TASK TO COMPLETE -> Lines containing the string "draw": how many are there below? Answer with the number only.

PROVIDED DATA ->
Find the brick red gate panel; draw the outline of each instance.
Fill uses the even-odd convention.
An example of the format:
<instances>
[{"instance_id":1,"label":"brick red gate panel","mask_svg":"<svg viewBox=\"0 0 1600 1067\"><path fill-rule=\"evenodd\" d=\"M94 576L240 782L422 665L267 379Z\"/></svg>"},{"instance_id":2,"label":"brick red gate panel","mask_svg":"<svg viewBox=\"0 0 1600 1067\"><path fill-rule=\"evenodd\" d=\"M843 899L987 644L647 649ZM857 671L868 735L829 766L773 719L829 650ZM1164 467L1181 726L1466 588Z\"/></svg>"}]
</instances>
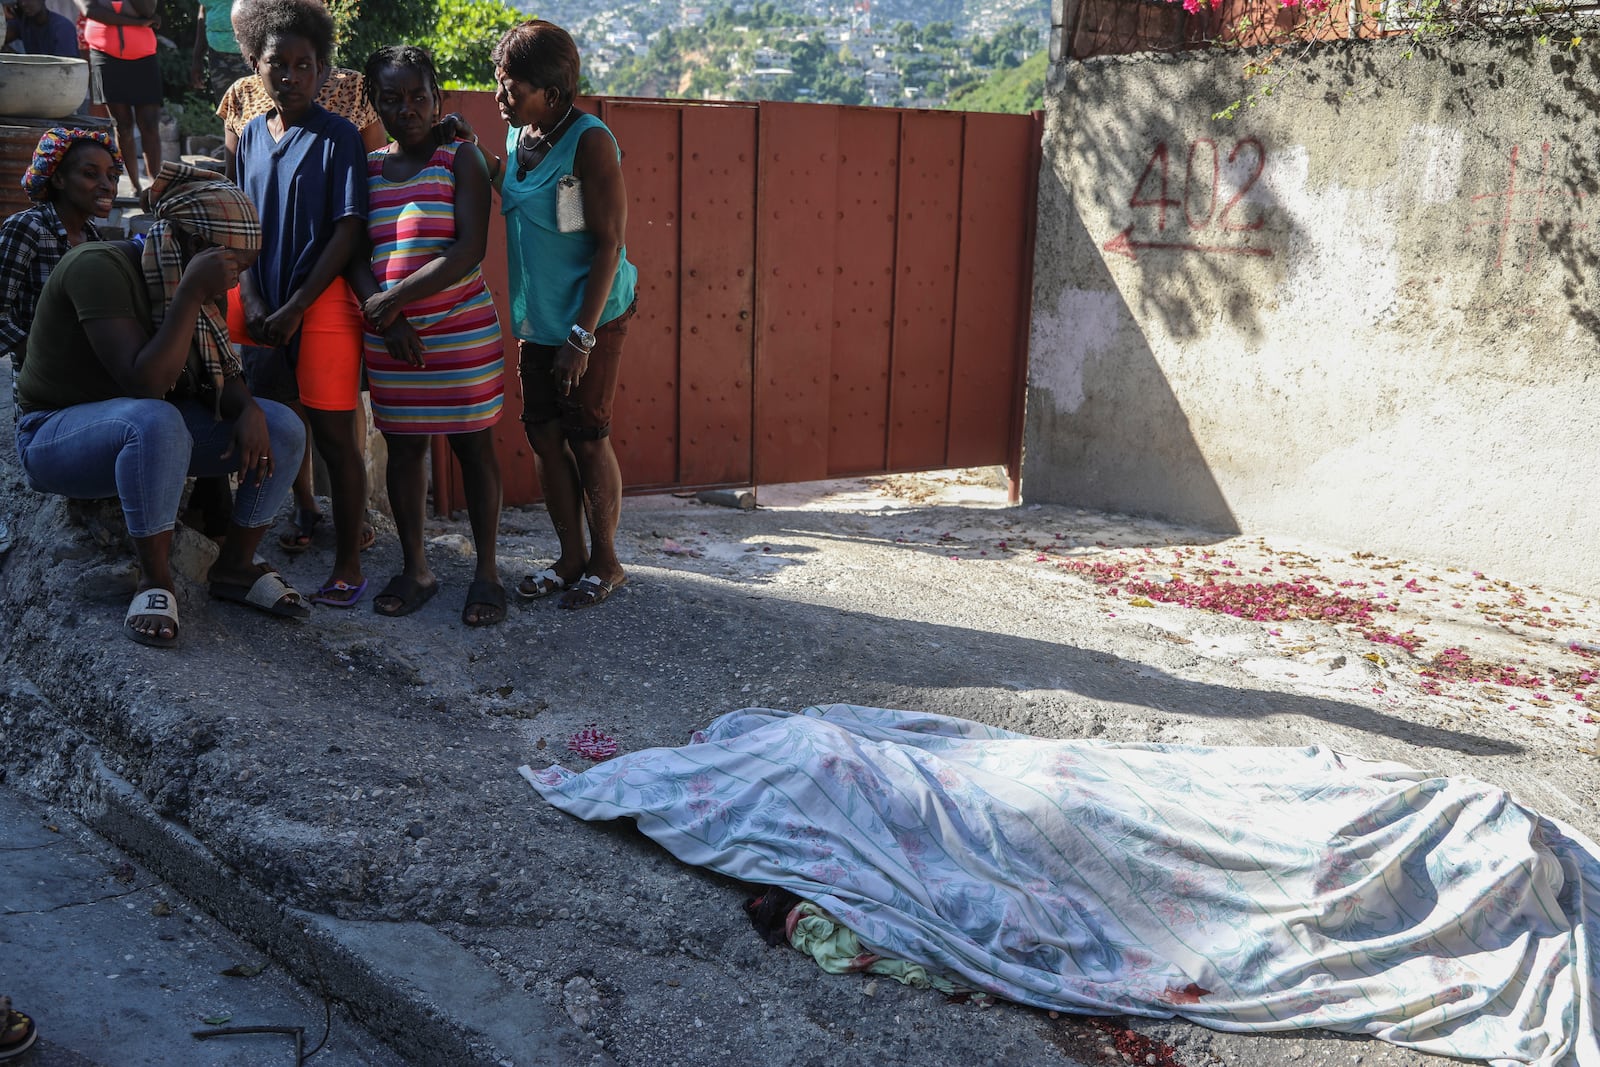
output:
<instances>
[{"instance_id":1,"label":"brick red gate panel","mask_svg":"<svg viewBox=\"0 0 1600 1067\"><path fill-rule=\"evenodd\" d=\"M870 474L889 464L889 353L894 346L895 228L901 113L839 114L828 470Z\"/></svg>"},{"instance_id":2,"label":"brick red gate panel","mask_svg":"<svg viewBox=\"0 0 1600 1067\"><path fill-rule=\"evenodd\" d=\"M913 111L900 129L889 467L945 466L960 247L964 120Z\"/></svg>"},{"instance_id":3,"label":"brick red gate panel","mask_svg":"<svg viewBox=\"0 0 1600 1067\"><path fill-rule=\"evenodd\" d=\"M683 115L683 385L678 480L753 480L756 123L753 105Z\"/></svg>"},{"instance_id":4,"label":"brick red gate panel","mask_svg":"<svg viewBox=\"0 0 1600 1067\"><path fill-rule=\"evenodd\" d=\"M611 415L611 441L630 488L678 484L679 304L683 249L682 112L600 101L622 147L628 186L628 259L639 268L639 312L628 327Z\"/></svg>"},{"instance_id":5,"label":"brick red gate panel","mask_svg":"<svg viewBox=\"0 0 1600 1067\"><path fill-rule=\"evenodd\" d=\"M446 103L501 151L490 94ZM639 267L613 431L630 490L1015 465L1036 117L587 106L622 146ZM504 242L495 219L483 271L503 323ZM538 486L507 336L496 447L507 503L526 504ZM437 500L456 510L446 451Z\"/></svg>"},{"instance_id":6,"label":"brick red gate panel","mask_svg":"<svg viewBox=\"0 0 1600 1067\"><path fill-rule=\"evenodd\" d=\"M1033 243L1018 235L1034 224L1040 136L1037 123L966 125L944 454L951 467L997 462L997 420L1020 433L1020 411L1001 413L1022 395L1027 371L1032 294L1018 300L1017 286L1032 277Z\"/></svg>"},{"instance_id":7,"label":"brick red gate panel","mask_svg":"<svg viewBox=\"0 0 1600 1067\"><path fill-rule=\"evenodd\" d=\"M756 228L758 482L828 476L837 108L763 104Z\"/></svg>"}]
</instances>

...

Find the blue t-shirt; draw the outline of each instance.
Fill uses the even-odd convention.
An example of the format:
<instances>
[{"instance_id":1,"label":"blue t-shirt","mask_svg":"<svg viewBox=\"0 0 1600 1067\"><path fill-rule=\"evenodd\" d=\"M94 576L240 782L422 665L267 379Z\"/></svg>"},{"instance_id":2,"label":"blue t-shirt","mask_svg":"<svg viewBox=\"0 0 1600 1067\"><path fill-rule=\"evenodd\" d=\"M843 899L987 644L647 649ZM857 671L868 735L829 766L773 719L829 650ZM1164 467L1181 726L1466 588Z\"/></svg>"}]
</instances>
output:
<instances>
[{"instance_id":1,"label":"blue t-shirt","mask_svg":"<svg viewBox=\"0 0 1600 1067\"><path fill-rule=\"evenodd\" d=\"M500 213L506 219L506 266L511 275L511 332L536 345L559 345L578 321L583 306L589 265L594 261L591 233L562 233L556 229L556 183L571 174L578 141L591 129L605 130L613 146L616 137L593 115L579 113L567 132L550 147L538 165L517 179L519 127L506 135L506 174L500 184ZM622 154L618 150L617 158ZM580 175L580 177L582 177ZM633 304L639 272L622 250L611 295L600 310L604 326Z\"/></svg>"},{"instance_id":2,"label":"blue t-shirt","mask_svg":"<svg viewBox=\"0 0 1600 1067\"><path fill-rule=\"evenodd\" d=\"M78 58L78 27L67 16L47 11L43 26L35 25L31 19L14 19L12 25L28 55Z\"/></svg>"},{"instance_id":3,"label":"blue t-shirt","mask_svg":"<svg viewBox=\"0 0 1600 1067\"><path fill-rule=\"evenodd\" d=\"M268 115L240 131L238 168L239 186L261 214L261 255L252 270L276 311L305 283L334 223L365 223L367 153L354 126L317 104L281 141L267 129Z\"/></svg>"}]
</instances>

---

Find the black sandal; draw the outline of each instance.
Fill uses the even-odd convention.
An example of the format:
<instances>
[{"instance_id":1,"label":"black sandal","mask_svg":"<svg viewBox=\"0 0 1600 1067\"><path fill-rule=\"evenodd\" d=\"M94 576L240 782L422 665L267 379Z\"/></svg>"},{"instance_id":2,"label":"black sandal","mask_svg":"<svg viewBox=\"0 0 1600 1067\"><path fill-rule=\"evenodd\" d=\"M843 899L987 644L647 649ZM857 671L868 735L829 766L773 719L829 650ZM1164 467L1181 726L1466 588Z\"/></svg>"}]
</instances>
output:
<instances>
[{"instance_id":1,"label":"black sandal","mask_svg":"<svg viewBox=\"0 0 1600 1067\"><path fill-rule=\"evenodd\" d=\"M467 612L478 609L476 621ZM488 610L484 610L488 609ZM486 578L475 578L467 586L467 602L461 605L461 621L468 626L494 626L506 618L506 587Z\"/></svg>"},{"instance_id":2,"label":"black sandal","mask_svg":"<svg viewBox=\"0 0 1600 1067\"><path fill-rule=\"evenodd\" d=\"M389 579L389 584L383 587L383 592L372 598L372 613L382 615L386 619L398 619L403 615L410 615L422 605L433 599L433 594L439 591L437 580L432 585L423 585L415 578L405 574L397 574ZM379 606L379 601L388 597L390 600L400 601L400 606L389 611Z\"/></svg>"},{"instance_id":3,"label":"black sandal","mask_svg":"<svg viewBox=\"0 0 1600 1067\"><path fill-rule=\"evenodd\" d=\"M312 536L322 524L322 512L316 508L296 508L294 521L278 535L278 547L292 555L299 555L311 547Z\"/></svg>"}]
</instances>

SOLUTION FOR THIS TASK -> 3